◆ Task: Would you give the entries below again, precisely as they are written?

◆ Material for the task:

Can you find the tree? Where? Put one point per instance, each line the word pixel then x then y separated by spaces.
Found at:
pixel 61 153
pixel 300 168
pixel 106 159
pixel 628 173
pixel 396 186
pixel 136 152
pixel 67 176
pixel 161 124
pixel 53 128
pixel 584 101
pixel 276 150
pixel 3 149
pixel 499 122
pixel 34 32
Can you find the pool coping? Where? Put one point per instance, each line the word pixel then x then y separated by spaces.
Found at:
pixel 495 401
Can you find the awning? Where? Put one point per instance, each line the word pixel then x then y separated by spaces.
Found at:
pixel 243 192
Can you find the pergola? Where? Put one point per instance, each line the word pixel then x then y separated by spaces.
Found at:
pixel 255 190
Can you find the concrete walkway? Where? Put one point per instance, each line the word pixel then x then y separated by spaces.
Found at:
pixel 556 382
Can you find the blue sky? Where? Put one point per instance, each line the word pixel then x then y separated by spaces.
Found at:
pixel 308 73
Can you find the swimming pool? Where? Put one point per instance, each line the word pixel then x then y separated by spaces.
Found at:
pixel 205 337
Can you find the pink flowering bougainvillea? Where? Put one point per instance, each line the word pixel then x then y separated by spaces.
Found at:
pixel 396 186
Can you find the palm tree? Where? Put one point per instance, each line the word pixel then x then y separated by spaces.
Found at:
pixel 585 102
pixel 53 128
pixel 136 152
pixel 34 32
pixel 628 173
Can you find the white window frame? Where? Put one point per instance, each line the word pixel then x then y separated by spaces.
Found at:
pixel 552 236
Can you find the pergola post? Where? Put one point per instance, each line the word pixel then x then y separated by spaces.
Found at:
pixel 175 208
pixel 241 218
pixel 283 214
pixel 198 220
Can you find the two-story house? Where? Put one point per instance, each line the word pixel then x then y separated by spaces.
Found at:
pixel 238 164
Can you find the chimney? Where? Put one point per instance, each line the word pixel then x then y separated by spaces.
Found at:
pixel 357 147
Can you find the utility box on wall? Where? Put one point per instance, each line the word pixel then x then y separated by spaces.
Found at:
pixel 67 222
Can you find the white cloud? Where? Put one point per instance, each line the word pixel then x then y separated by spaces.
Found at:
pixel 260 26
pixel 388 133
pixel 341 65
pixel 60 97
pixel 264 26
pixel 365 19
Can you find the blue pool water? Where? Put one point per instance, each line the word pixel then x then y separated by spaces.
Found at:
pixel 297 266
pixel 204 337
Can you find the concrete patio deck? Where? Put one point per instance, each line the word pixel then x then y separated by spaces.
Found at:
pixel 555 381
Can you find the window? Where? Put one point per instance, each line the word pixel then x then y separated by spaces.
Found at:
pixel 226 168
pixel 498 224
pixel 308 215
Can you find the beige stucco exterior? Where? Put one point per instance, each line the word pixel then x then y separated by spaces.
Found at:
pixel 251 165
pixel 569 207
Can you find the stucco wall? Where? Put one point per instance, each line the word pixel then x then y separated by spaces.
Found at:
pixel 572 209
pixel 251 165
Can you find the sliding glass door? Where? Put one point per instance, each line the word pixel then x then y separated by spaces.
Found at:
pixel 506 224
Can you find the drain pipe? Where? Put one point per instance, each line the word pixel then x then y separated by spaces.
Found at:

◆ Exercise response:
Can you find the tree? Where? Put one point per instance, each line the word pixel then x then y separated by spaces.
Found at:
pixel 61 153
pixel 300 168
pixel 106 159
pixel 628 173
pixel 396 186
pixel 136 152
pixel 67 176
pixel 161 124
pixel 53 128
pixel 584 101
pixel 276 150
pixel 3 149
pixel 499 122
pixel 34 32
Can you find the pool coping? Where? Put one point per instance, each line the word pixel then x then y separated by spaces.
Found at:
pixel 495 401
Can you find the awning? Where? Put one point per instance, each line the word pixel then x then y separated by spaces.
Found at:
pixel 243 192
Can you find the pergola? Where? Put one point per instance, each line the word pixel then x then y separated by spaces.
Found at:
pixel 255 190
Can you find the concrete walkway? Where? Put one point per instance, each line the word pixel then x then y separated by spaces.
Found at:
pixel 556 382
Can you find the blue sky? Where? Put one point per instance, each line the word pixel then x then y separated by spaces.
Found at:
pixel 308 73
Can you find the swimming pool? Where? Put one point per instance, each line the word pixel then x then y separated by spaces.
Found at:
pixel 205 337
Can you find the pink flowering bougainvillea? Where? Put one point per instance, each line the word pixel then x then y separated by spaces.
Found at:
pixel 396 186
Can you find the palm tree? Where? Put one point per instance, each line the word pixel then x then y separated by spaces.
Found at:
pixel 585 102
pixel 53 128
pixel 136 152
pixel 34 32
pixel 628 173
Can you find the white window frame? Where? Put one point per instance, each line the word pixel then x then y separated by spaces.
Found at:
pixel 552 236
Can you find the pergola post? Where? Put one point per instance, each line the word pixel then x then y separated by spaces.
Found at:
pixel 175 208
pixel 241 218
pixel 283 214
pixel 198 220
Can you find the two-story house? Where? Put one point per instance, each line the word pixel then x then y separated by spaces.
Found at:
pixel 238 164
Can you find the chimney? Where? Put one point per instance, each line the word pixel then x then y separated by spaces.
Found at:
pixel 357 147
Can you find the utility box on wall? Where? Put one point per instance, each line the word pixel then x then y separated by spaces.
Found at:
pixel 67 222
Can you find the white cloud? Where? Put one point per instance, each line the word pixel then x then y separated by spaces.
Found at:
pixel 260 26
pixel 388 133
pixel 341 65
pixel 60 97
pixel 264 26
pixel 365 19
Can you find the blue pool water? Where? Put one point per instance, each line the word pixel then x then y separated by spaces.
Found at:
pixel 297 266
pixel 204 337
Can you find the concrete patio deck? Where? Put one point per instance, each line the word pixel then x then y separated by spaces.
Found at:
pixel 555 381
Can you find the window? Where? Put one point per instance, each line the word pixel then x then y separated by spaces.
Found at:
pixel 226 168
pixel 498 224
pixel 308 215
Can you find the beige stucco exterior? Where? Put one point per instance, each line the word pixel then x then y separated by spaces.
Found at:
pixel 251 165
pixel 569 207
Can you find the stucco wall? Where? Put one point per instance, each line the word pixel then x then y separated by spaces.
Found at:
pixel 572 209
pixel 251 165
Can you find the sliding glass door? Where? Put one point per instance, each line the word pixel then x then y separated by spaces.
Found at:
pixel 506 224
Can you find the drain pipe? Where? Put one point per instance, each line the word pixel then x then y separated by spaces.
Found at:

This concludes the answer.